What to produce: Copy out every one of the saved data entries below word for word, changing nothing.

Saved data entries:
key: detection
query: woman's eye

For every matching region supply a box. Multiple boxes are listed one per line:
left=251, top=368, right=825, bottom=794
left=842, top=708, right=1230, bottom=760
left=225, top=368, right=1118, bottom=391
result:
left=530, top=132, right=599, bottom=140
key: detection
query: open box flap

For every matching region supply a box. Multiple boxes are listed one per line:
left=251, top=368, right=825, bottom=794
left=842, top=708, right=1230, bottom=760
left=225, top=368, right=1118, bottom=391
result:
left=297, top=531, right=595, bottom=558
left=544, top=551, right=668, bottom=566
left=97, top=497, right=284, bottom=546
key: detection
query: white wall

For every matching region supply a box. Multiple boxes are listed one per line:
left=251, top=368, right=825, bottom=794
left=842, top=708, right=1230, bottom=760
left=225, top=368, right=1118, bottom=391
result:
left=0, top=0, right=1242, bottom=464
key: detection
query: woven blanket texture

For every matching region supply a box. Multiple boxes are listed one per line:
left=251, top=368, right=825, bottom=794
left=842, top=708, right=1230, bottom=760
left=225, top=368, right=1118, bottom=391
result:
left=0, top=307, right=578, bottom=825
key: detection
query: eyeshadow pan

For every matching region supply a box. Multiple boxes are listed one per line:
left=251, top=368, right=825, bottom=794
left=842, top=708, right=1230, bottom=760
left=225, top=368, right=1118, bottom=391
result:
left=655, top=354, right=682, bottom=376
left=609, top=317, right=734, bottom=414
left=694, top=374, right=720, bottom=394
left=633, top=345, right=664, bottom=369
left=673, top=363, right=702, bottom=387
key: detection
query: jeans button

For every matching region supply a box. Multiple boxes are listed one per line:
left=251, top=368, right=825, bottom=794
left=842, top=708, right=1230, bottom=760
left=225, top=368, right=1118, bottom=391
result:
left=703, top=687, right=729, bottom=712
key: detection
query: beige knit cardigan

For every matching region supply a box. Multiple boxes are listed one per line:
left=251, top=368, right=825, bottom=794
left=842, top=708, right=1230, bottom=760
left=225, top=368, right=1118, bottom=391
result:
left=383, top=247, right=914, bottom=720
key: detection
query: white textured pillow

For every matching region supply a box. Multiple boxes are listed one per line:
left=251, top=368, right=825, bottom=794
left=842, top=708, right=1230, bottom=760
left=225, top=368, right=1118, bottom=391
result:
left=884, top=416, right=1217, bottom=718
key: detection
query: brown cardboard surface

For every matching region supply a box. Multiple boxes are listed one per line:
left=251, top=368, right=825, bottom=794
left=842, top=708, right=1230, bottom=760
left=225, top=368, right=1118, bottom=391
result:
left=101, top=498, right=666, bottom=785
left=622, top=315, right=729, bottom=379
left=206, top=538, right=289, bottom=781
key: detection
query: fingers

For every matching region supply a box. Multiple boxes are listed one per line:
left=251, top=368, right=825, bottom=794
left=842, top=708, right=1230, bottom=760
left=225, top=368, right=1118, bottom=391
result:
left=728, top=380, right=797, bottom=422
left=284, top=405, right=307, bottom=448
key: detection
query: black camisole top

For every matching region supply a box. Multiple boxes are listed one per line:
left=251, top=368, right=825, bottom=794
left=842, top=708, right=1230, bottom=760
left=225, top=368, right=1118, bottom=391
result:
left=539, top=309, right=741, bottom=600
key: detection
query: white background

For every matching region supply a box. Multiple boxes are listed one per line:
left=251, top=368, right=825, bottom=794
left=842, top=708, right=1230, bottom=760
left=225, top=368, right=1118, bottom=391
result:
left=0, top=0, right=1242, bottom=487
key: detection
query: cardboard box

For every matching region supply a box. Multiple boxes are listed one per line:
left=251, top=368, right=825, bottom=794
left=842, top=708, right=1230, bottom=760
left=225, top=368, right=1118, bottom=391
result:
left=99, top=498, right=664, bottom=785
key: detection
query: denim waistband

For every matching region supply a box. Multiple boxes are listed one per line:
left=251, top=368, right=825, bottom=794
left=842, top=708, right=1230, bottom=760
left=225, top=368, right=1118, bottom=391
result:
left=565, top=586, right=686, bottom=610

The answer:
key: detection
query: woman's eye

For every matching region supply a box. Multiple boxes are listed one per line:
left=251, top=368, right=825, bottom=794
left=842, top=708, right=1230, bottom=760
left=225, top=368, right=1118, bottom=391
result:
left=530, top=132, right=599, bottom=140
key: detection
query: open box flap

For every matching region supply a box. Multiple boxes are listed one per line:
left=251, top=368, right=825, bottom=794
left=842, top=708, right=1230, bottom=760
left=225, top=368, right=1118, bottom=391
result:
left=297, top=531, right=595, bottom=558
left=544, top=551, right=668, bottom=566
left=97, top=497, right=284, bottom=546
key: detection
query: white wall

For every matching region supply a box. Multiple boxes are listed one per line:
left=251, top=368, right=825, bottom=794
left=842, top=708, right=1230, bottom=760
left=225, top=368, right=1118, bottom=391
result:
left=0, top=0, right=1242, bottom=464
key: detection
query: woven blanket texture

For every matching region supply a box. Multiple boxes are listed one per line:
left=251, top=368, right=825, bottom=794
left=842, top=708, right=1230, bottom=760
left=225, top=368, right=1118, bottom=391
result:
left=0, top=307, right=578, bottom=825
key: detection
query: eyeshadow pan

For every matching region supply a box. Multiple boxes are listed one per line:
left=251, top=368, right=825, bottom=794
left=842, top=708, right=1230, bottom=760
left=225, top=368, right=1118, bottom=391
result:
left=655, top=354, right=682, bottom=376
left=609, top=317, right=734, bottom=414
left=694, top=374, right=720, bottom=394
left=633, top=345, right=664, bottom=369
left=673, top=363, right=702, bottom=387
key: detection
query: jeans button

For every matching region supply a box. Multiple boxes are listed one per line:
left=251, top=368, right=825, bottom=794
left=842, top=708, right=1230, bottom=760
left=225, top=368, right=1118, bottom=391
result:
left=703, top=687, right=729, bottom=712
key: detection
query: beige knit cardigan

For every matching region supply a box. Multiple boxes are listed one per line:
left=251, top=368, right=825, bottom=794
left=842, top=708, right=1230, bottom=760
left=225, top=368, right=1118, bottom=391
result:
left=383, top=247, right=914, bottom=720
key: detection
query: white textured pillow

For every matching region supply a box. Multiple boxes are listed one per line:
left=251, top=368, right=825, bottom=794
left=842, top=708, right=1230, bottom=760
left=225, top=368, right=1118, bottom=391
result:
left=884, top=416, right=1217, bottom=718
key: detection
query: brown cardboard surface

For every matching region supply a box. Multiple boxes are listed one per line:
left=251, top=368, right=825, bottom=794
left=842, top=708, right=1230, bottom=760
left=225, top=368, right=1118, bottom=391
result:
left=101, top=498, right=666, bottom=785
left=622, top=315, right=729, bottom=379
left=206, top=538, right=289, bottom=781
key: detection
query: fingers

For every matching region supply a box. Multiple boxes are listed one per line:
left=251, top=368, right=825, bottom=794
left=842, top=708, right=1230, bottom=760
left=225, top=368, right=1118, bottom=391
result:
left=728, top=380, right=797, bottom=422
left=284, top=405, right=307, bottom=448
key: detection
query: black camisole top

For every matching region supply a box. Multiple boxes are listed one per line:
left=251, top=368, right=825, bottom=794
left=842, top=708, right=1230, bottom=760
left=225, top=368, right=1118, bottom=391
result:
left=539, top=309, right=741, bottom=600
key: detection
query: white background

For every matching region supply a box. Multiple boxes are listed one per line:
left=251, top=368, right=825, bottom=794
left=842, top=708, right=1230, bottom=760
left=225, top=368, right=1118, bottom=391
result:
left=0, top=0, right=1242, bottom=487
key: detection
query: cardboard box

For every matching region supply a box. Multiple boxes are listed one per line:
left=251, top=368, right=825, bottom=794
left=842, top=708, right=1230, bottom=760
left=225, top=368, right=1118, bottom=391
result:
left=99, top=498, right=664, bottom=785
key: detection
query: denim waistband

For every matching region supply a box. Multiple boxes are listed one per line:
left=251, top=368, right=825, bottom=794
left=842, top=708, right=1230, bottom=760
left=225, top=368, right=1118, bottom=391
result:
left=565, top=586, right=686, bottom=610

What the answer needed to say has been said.